= WHAT THE EXERCISE ASKS =
Arrange the entries from the line containing "Get woman with sunglasses." through the line containing "18 144 65 179", both ends included, as a JSON list of strings with one string per line and no blank lines. Leave the pictures out of the list.

= Items from a data source =
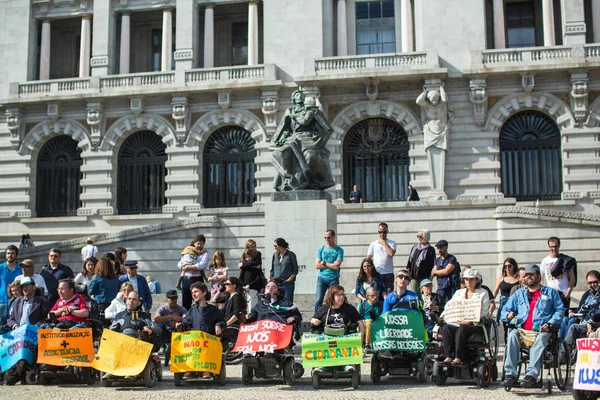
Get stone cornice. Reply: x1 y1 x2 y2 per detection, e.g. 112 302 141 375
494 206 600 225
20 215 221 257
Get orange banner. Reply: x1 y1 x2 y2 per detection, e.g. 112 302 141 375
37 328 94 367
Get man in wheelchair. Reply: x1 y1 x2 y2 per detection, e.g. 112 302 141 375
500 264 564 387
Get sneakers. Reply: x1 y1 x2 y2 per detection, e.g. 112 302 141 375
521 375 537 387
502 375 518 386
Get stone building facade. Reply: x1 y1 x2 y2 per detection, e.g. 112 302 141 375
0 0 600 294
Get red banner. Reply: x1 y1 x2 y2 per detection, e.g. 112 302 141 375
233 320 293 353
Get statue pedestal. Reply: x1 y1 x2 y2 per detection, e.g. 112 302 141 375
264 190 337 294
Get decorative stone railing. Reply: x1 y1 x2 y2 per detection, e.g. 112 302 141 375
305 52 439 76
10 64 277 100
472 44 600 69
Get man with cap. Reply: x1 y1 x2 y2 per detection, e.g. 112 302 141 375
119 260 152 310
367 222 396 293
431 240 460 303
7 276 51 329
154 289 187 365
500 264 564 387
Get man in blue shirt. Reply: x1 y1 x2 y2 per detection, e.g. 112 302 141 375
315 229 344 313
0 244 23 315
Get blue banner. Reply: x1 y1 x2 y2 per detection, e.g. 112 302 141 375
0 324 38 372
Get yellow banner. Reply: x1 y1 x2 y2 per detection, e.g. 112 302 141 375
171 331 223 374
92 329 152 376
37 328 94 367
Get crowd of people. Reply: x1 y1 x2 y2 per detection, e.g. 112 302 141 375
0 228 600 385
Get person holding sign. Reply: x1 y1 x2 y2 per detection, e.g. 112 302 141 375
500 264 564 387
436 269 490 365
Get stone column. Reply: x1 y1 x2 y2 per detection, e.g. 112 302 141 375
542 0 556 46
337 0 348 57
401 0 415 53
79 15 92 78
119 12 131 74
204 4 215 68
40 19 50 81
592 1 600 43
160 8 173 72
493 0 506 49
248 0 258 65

* * *

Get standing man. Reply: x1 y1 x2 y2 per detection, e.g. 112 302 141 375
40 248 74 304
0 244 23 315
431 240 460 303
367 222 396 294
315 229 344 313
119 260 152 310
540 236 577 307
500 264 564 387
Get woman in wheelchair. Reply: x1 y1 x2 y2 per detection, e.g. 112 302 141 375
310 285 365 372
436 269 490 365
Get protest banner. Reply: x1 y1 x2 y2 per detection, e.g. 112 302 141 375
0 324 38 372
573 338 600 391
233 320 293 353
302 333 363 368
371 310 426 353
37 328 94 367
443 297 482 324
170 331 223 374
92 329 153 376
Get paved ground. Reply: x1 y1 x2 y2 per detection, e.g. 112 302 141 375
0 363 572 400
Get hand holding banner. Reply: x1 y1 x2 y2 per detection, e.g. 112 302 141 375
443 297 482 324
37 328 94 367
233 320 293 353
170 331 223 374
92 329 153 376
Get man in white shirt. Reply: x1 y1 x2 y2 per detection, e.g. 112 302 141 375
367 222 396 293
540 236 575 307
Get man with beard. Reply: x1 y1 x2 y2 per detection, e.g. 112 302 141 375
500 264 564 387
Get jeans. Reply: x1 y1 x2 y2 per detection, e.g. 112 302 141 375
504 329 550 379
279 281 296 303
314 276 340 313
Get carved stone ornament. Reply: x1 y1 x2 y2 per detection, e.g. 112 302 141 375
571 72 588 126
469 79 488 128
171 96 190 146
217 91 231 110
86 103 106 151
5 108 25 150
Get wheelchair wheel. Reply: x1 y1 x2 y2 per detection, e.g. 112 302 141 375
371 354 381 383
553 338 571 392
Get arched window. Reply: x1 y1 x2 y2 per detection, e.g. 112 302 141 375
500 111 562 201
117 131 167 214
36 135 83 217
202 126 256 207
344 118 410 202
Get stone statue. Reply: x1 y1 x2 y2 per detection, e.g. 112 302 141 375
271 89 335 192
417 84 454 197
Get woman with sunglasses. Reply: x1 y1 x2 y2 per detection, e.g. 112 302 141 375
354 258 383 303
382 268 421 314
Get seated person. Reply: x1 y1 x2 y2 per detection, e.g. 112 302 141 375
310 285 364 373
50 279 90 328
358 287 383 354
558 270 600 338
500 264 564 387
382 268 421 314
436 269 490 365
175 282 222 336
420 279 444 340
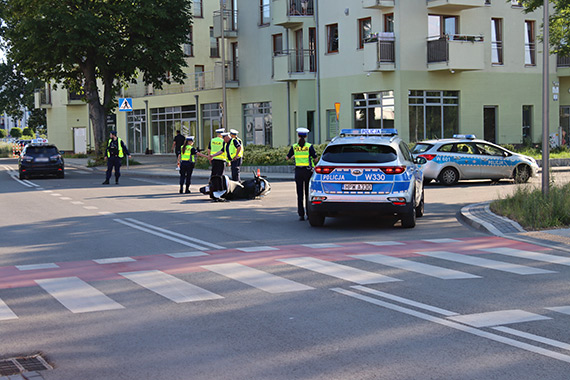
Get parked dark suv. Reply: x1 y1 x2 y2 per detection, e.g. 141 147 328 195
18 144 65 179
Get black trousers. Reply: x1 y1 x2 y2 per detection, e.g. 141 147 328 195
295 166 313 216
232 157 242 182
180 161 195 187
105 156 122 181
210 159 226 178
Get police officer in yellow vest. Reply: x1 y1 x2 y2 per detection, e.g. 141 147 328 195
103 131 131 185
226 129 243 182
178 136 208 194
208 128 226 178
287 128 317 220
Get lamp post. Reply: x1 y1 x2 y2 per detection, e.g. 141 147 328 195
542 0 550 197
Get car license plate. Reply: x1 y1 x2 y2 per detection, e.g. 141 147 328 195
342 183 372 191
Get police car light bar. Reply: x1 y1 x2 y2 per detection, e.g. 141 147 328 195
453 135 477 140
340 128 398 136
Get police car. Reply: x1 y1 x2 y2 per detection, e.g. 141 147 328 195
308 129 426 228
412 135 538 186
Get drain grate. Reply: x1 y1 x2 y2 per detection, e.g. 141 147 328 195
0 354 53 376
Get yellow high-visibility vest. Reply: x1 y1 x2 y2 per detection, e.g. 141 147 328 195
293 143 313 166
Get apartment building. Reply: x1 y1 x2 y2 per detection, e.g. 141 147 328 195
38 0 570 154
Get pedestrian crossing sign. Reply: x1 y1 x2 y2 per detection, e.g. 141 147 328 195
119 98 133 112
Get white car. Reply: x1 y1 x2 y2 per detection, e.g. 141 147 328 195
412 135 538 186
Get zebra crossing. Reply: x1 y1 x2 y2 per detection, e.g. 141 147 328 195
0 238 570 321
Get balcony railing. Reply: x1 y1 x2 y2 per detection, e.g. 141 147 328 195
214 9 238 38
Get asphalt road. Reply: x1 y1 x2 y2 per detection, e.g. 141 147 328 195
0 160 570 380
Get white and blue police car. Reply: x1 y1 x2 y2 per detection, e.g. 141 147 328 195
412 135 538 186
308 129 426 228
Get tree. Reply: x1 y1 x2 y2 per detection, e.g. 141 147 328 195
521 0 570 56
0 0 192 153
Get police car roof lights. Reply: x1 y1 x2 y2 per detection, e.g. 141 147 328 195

==

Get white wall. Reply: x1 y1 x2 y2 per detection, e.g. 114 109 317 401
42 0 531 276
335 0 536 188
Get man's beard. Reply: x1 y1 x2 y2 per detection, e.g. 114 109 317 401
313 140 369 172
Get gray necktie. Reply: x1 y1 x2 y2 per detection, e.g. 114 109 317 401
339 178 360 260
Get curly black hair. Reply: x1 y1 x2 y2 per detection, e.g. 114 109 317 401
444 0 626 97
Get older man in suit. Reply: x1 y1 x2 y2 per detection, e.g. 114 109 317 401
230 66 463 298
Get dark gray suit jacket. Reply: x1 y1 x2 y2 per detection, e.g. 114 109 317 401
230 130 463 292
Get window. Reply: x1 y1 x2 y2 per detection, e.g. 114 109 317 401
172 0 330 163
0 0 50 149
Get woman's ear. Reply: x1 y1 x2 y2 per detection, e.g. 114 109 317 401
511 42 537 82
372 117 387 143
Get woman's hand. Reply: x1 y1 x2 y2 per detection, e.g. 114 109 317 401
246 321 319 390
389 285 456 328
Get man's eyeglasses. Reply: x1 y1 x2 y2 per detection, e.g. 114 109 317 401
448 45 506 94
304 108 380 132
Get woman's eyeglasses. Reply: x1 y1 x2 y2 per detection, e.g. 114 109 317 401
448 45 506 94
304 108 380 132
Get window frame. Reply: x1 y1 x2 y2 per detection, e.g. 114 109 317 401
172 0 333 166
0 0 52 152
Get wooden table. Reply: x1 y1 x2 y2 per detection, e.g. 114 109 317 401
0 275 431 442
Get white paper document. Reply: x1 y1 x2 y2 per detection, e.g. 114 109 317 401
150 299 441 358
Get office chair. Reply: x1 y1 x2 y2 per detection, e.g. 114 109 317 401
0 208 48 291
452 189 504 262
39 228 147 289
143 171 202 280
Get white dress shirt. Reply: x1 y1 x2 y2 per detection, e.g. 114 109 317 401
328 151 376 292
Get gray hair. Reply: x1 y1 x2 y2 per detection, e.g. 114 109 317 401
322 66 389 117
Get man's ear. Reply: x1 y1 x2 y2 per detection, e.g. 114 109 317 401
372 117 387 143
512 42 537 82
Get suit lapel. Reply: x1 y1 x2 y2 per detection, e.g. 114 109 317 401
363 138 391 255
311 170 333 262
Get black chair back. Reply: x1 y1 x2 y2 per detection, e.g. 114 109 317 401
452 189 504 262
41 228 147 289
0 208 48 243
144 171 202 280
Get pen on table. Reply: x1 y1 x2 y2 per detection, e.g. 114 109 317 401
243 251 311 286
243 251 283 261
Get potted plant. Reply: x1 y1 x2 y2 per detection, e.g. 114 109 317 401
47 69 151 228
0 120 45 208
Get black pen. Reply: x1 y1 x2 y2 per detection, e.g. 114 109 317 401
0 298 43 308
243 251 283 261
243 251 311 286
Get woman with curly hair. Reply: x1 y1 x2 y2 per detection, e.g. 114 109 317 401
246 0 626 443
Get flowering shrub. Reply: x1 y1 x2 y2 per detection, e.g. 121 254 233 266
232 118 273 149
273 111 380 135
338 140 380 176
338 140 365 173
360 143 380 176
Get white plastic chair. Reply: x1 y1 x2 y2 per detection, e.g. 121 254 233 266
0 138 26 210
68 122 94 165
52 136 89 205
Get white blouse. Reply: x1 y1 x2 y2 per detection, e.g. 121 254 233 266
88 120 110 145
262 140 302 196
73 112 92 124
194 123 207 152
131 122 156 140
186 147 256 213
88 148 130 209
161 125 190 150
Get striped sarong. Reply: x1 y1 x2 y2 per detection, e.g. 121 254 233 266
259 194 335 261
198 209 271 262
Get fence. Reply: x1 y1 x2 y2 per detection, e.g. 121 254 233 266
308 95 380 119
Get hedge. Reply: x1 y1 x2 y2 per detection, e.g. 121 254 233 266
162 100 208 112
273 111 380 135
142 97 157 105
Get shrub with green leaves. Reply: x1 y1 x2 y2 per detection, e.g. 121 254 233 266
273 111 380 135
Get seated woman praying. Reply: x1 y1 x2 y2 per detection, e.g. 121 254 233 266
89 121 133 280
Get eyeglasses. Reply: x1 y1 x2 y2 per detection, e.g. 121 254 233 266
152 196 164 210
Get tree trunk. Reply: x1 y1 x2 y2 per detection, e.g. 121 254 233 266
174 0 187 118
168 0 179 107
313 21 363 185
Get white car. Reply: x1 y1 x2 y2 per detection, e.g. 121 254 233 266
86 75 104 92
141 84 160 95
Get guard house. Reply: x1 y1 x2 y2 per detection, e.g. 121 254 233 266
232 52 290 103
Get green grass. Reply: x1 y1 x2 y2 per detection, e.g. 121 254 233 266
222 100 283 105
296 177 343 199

= SOLUTION FOR THIS EXERCISE =
[
  "Get woman with sunglasses. Reply: x1 y1 x2 y2 per detection, e.g. 112 302 141 375",
  "354 258 383 303",
  "382 268 421 314",
  "Get seated person. Reply: x1 y1 x2 y2 per detection, e.g. 112 302 141 375",
  "310 285 364 373",
  "50 279 90 328",
  "358 287 383 354",
  "558 270 600 338",
  "500 264 564 387",
  "382 268 421 314",
  "436 269 490 365",
  "175 282 222 336",
  "420 279 444 340",
  "Get parked dark suv. Reply: x1 y1 x2 y2 per detection, e.g. 141 147 328 195",
  "18 144 65 179"
]